begin
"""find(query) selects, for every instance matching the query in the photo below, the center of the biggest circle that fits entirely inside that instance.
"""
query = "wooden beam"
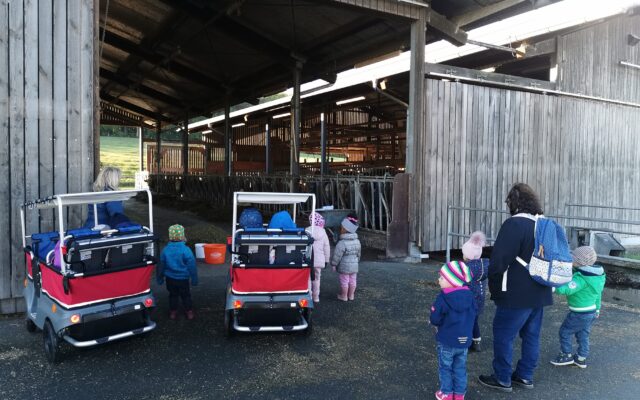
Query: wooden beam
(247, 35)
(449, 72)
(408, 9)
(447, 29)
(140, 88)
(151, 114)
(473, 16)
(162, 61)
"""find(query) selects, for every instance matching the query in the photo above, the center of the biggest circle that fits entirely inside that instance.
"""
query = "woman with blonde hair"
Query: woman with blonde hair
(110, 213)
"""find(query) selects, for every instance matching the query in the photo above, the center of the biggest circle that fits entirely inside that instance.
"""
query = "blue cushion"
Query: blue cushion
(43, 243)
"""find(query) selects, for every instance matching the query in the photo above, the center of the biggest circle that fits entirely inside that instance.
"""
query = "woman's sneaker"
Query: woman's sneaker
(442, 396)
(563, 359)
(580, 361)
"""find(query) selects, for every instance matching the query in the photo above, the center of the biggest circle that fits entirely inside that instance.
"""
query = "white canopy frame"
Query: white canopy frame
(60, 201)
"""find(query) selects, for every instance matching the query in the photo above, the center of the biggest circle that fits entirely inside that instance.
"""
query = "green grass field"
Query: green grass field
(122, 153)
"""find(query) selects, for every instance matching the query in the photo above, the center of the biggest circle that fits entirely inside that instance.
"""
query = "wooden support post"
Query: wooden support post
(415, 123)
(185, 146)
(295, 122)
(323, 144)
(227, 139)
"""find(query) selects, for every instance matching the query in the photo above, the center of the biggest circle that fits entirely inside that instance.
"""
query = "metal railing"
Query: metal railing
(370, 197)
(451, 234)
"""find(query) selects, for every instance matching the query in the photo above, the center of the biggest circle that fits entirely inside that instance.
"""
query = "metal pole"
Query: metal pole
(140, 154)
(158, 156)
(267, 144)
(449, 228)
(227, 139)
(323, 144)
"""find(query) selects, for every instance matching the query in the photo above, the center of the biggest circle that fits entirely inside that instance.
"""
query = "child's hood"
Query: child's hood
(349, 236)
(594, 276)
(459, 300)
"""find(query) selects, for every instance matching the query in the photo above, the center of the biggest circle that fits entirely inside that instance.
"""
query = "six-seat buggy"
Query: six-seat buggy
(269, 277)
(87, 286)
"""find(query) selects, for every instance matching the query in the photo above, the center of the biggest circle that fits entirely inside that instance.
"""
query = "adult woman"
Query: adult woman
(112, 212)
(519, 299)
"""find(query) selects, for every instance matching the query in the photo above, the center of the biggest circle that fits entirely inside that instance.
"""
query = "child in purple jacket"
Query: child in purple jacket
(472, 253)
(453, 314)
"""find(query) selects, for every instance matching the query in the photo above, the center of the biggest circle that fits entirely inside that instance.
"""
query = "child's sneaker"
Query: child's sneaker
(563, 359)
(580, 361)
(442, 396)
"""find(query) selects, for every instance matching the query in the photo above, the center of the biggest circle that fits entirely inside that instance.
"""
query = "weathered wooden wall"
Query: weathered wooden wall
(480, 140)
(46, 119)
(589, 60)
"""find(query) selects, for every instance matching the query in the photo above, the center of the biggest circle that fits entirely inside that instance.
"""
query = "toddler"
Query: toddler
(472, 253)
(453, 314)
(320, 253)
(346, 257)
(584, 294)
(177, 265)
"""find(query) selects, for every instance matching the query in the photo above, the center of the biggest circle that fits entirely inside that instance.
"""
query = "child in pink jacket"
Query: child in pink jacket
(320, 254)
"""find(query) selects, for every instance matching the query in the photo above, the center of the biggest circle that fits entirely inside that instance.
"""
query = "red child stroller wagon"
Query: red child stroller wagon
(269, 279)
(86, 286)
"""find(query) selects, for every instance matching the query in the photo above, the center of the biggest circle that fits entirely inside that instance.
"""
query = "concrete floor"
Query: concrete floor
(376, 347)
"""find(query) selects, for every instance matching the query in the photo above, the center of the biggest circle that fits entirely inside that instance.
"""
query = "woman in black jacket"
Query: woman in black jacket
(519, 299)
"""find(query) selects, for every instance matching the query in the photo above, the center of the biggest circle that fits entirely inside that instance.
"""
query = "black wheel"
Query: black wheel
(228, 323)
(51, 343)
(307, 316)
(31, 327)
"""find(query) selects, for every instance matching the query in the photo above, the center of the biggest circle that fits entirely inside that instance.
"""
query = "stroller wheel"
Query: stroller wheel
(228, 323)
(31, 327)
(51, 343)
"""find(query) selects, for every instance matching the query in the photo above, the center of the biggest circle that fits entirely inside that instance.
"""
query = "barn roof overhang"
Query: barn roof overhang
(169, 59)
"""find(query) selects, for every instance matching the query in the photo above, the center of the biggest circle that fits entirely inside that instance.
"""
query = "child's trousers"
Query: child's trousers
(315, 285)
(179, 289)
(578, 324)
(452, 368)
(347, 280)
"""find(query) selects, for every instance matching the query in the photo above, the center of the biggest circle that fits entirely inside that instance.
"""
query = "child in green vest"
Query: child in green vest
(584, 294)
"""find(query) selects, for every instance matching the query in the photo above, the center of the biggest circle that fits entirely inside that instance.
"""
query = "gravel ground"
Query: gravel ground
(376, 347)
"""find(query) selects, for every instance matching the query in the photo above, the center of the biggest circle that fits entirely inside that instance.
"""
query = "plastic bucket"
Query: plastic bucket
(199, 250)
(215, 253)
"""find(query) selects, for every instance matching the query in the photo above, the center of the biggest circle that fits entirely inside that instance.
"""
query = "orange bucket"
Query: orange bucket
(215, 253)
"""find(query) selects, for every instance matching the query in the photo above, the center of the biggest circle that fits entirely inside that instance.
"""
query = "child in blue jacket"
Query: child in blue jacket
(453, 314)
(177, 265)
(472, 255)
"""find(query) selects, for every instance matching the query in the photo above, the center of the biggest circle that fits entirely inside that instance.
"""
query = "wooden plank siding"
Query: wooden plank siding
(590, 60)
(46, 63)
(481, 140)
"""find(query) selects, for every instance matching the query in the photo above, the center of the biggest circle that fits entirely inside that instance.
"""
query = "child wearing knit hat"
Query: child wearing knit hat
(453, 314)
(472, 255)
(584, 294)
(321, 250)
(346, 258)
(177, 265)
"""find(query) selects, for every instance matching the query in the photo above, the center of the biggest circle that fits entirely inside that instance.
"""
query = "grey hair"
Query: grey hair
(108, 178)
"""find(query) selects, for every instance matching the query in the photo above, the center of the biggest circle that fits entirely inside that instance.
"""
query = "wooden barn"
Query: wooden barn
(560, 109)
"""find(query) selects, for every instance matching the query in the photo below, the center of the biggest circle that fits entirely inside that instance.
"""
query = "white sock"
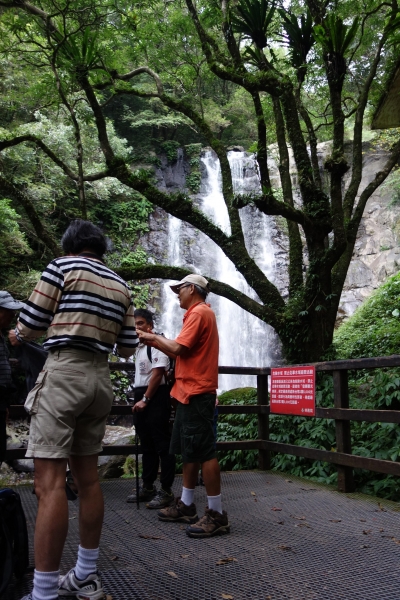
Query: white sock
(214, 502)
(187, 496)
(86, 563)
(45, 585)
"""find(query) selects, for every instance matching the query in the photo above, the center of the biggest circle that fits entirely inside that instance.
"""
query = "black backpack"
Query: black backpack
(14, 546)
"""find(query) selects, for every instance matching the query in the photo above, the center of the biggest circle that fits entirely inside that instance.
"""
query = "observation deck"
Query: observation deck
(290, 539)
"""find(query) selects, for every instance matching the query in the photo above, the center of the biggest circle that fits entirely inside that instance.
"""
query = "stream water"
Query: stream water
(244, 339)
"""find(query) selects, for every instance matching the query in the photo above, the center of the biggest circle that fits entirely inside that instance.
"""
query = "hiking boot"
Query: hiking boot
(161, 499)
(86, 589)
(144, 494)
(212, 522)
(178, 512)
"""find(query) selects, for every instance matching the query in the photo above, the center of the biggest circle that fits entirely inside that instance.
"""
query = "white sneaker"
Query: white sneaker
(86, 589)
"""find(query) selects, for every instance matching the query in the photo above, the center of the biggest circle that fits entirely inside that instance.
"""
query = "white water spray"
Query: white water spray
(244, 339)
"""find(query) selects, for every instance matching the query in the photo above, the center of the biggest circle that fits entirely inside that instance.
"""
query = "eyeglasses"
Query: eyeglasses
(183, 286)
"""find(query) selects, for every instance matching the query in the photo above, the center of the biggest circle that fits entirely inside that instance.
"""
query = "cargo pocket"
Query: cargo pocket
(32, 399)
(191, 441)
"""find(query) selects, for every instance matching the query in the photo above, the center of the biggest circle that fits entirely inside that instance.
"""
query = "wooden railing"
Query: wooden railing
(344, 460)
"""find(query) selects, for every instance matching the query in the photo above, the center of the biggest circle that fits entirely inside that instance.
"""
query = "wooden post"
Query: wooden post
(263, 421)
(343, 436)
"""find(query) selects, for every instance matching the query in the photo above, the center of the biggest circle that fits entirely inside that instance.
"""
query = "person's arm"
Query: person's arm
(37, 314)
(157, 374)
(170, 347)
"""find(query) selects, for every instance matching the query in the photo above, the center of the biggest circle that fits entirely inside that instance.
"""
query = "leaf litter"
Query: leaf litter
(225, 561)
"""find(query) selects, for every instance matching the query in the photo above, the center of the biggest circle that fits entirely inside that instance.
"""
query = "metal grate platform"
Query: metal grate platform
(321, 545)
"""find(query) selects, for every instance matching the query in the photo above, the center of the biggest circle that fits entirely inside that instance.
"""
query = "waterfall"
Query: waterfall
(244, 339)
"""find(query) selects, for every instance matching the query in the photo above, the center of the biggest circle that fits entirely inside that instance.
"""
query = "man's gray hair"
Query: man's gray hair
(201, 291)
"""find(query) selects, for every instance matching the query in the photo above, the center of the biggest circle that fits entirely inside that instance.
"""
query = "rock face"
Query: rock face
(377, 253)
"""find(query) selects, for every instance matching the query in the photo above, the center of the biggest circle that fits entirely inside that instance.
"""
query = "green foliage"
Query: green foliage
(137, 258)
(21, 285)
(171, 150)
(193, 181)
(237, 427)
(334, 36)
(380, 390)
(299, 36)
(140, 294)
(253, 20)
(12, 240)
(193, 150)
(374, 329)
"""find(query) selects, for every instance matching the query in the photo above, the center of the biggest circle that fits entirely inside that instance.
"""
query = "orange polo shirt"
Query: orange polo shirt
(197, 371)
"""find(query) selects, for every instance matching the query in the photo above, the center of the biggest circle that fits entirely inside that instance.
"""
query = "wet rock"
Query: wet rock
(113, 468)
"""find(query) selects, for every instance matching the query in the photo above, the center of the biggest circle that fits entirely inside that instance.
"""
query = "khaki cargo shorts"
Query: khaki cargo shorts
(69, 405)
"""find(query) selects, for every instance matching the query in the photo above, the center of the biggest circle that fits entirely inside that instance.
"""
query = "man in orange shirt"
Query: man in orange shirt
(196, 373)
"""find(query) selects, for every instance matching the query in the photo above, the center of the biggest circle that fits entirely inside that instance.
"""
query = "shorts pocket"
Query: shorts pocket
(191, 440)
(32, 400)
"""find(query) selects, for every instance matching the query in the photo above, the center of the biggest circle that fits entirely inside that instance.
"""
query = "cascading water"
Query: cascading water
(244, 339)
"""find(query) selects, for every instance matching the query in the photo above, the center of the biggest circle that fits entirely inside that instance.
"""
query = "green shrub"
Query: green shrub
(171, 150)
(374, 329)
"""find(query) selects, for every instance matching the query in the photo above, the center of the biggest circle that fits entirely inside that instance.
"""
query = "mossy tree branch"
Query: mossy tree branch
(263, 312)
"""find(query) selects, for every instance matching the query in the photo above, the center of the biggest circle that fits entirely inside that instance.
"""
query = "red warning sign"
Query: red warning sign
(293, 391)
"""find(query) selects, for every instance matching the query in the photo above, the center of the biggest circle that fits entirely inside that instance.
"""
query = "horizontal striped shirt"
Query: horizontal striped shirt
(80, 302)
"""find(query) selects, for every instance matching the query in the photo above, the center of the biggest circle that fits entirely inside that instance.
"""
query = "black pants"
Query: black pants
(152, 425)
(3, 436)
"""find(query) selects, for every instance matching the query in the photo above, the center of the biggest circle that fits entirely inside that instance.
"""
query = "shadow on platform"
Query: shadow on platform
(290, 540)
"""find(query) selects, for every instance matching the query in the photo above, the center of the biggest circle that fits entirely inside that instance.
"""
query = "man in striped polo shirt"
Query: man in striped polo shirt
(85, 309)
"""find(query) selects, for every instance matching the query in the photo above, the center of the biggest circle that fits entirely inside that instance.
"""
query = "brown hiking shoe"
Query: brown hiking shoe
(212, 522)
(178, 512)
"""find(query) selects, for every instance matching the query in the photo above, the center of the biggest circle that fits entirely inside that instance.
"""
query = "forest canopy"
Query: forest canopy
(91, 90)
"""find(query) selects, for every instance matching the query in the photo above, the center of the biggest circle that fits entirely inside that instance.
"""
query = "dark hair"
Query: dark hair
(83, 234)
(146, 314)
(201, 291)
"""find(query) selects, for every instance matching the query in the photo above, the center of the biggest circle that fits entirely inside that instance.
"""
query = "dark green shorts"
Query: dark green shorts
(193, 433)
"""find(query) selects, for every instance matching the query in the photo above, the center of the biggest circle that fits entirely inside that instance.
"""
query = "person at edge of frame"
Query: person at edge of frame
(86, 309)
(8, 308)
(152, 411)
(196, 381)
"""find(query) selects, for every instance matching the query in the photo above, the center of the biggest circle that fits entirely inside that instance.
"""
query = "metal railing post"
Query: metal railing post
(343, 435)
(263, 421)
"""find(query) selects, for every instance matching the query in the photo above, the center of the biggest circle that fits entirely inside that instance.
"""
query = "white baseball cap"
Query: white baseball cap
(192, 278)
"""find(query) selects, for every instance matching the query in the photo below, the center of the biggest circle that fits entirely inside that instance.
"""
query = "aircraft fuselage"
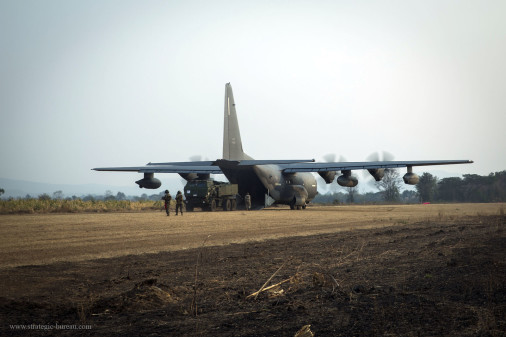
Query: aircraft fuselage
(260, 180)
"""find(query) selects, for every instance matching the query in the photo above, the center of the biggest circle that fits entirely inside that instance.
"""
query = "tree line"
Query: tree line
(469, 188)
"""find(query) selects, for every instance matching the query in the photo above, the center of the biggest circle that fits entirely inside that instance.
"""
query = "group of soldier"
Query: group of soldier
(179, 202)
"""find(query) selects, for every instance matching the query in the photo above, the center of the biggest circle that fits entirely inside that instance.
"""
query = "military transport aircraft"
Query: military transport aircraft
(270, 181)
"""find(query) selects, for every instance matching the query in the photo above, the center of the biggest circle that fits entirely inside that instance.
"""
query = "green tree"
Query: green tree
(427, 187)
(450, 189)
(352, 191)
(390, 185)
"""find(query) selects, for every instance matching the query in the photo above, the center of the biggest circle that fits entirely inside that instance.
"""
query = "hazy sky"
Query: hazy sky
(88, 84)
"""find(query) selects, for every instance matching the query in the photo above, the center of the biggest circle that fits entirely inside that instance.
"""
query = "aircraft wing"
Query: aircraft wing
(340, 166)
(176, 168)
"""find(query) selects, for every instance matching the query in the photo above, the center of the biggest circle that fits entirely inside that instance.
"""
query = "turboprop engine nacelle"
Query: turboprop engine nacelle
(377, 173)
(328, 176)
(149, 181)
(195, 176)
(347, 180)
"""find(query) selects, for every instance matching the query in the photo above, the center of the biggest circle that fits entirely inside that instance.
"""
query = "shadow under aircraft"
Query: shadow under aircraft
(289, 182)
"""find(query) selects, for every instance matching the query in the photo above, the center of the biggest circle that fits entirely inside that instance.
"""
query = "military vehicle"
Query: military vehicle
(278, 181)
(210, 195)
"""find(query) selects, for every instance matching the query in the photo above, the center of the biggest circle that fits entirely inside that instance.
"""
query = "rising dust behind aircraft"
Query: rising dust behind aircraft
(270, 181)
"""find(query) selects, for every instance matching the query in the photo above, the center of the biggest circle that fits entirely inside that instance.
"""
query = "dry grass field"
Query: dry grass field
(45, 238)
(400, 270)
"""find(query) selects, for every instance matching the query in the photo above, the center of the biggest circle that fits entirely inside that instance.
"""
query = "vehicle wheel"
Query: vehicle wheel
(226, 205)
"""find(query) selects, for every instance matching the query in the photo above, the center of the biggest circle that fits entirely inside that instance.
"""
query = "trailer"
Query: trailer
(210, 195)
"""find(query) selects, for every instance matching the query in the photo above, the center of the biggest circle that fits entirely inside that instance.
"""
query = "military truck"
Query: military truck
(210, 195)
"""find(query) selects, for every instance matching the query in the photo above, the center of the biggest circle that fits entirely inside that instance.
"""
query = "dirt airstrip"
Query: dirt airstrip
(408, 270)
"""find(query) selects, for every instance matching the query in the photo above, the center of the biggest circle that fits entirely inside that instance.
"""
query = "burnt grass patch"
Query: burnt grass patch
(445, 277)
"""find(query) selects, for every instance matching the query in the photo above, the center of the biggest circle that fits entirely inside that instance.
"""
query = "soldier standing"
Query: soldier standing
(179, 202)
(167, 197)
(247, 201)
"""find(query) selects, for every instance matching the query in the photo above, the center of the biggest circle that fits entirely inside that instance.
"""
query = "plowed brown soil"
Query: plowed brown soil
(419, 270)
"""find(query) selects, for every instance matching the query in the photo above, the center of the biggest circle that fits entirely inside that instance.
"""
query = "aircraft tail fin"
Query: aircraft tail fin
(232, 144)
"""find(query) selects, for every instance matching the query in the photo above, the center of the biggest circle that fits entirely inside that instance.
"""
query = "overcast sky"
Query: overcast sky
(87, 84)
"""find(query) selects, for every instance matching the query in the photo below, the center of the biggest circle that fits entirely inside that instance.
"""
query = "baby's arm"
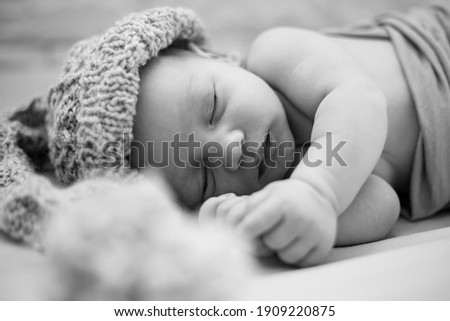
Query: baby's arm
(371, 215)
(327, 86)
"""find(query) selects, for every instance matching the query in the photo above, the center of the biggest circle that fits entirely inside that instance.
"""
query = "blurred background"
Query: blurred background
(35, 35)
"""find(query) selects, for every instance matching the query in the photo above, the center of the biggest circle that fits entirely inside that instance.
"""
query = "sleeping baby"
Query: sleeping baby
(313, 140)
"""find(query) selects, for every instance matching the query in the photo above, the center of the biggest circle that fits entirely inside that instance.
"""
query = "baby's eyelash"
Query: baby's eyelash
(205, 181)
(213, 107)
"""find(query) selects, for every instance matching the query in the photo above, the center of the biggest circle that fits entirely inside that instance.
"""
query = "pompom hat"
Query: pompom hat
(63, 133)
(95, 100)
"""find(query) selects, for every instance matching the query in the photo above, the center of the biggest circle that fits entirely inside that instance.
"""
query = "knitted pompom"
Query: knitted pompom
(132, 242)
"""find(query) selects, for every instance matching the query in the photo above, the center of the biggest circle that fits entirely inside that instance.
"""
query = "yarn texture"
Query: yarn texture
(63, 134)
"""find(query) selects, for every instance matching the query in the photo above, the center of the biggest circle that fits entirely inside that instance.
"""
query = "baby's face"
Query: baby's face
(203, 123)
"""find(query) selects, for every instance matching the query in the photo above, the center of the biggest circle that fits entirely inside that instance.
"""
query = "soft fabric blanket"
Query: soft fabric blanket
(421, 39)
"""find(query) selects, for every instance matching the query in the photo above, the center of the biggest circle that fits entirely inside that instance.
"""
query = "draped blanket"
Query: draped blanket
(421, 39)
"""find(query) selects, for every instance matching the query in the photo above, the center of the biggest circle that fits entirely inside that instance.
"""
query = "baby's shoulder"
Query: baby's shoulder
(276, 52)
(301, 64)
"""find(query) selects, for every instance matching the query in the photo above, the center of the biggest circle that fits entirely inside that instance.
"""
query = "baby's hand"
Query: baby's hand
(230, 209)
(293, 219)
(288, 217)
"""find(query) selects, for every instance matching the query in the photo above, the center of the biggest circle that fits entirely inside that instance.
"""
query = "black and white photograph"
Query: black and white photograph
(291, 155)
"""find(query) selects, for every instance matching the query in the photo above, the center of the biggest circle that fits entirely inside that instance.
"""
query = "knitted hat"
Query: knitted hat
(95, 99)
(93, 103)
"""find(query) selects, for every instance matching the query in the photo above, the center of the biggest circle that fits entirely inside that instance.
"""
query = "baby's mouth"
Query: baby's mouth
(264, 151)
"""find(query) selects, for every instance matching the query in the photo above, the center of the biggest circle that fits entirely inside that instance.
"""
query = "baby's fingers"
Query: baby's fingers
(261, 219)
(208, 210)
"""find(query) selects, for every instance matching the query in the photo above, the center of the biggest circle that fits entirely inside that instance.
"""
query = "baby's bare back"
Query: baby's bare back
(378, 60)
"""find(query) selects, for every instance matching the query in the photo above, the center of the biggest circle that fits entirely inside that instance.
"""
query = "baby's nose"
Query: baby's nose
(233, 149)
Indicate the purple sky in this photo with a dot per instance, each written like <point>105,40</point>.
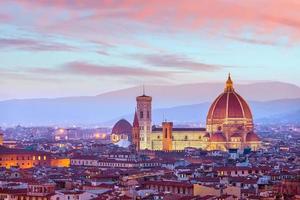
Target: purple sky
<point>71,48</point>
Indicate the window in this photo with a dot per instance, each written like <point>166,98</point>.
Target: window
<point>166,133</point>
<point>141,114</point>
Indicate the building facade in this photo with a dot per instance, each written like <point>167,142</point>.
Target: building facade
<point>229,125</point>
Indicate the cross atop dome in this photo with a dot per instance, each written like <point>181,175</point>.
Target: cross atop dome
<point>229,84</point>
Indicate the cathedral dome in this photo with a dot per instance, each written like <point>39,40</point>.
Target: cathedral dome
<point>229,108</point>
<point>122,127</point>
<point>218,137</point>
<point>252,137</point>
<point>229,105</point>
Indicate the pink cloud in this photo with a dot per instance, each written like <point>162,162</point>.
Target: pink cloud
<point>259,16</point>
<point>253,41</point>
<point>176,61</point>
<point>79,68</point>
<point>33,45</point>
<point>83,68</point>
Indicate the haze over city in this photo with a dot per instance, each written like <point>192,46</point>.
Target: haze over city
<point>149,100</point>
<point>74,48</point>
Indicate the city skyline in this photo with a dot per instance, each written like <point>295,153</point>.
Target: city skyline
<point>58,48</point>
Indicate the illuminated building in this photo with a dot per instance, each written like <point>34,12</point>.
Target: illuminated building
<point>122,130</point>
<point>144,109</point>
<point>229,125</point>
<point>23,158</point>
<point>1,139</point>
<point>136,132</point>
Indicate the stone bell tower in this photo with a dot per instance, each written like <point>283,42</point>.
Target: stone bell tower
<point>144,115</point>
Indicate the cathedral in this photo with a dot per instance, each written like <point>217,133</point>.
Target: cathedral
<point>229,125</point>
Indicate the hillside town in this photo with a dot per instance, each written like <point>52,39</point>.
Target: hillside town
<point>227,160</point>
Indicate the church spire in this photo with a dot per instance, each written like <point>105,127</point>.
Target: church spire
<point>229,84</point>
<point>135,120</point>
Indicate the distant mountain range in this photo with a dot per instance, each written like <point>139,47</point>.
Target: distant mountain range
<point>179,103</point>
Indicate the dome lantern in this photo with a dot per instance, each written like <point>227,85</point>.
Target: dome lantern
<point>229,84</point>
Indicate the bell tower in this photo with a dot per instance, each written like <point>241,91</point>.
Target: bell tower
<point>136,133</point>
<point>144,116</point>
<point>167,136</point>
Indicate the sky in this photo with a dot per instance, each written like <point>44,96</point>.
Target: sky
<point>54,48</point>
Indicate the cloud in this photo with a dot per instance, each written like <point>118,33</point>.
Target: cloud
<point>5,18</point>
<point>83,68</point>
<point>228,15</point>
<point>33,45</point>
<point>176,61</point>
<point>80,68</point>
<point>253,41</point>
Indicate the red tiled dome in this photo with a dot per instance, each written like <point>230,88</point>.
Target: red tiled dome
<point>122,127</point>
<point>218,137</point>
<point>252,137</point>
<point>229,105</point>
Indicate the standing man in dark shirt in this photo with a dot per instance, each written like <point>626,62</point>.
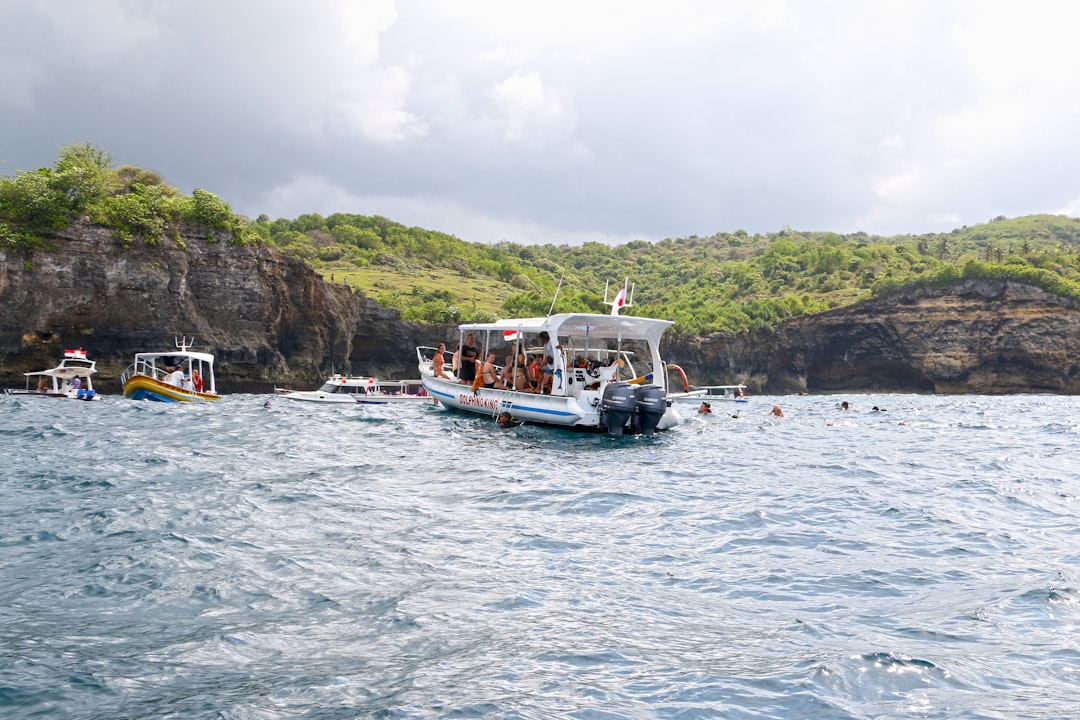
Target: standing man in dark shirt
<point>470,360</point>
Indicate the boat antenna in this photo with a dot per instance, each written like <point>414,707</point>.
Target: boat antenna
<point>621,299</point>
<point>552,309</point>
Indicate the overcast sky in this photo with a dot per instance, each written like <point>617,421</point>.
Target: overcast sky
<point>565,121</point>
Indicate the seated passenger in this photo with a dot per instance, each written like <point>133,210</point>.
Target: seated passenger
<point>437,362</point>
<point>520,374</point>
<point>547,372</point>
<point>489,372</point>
end
Reproduce verbatim, and only, the lines starting at the one that contains "Indicate the dome" and ending with the final line of the records; leave out the pictures.

■ Reply ■
Indicate the dome lantern in this photo with a dot per instance, each written like <point>227,85</point>.
Target: dome lantern
<point>229,84</point>
Indicate the bell tower in this photo with a dot per instance, each written like <point>241,91</point>.
Target: bell tower
<point>136,133</point>
<point>144,116</point>
<point>167,136</point>
Indicate the sky in this photo with a dot per instance, each written like <point>44,96</point>.
Target: sky
<point>54,48</point>
Indicate the cloud in this photo with a dot per instance, each written like <point>118,33</point>.
Target: cloud
<point>5,18</point>
<point>83,68</point>
<point>228,15</point>
<point>33,45</point>
<point>176,61</point>
<point>80,68</point>
<point>253,41</point>
Indicate the red tiled dome in this photo with a dot per instance, each written like <point>230,88</point>.
Target: red tiled dome
<point>122,127</point>
<point>218,137</point>
<point>252,137</point>
<point>229,105</point>
Indicate the standing man in dark shirt in this photo with a dot per instance, each written like <point>626,62</point>.
Target: standing man in dark shirt
<point>470,360</point>
Indicate the boat antenna in this photo with a dot per instance, each written like <point>414,707</point>.
Target: boat antenna
<point>621,299</point>
<point>552,309</point>
Indicate the overcast sky in this photo with a dot per instance, each written like <point>617,421</point>.
Target: overcast sky
<point>565,121</point>
Indicate the seated passenger in this photo with a dot per instance, each written like <point>133,210</point>.
Target: seated passenger
<point>437,362</point>
<point>520,374</point>
<point>547,372</point>
<point>489,372</point>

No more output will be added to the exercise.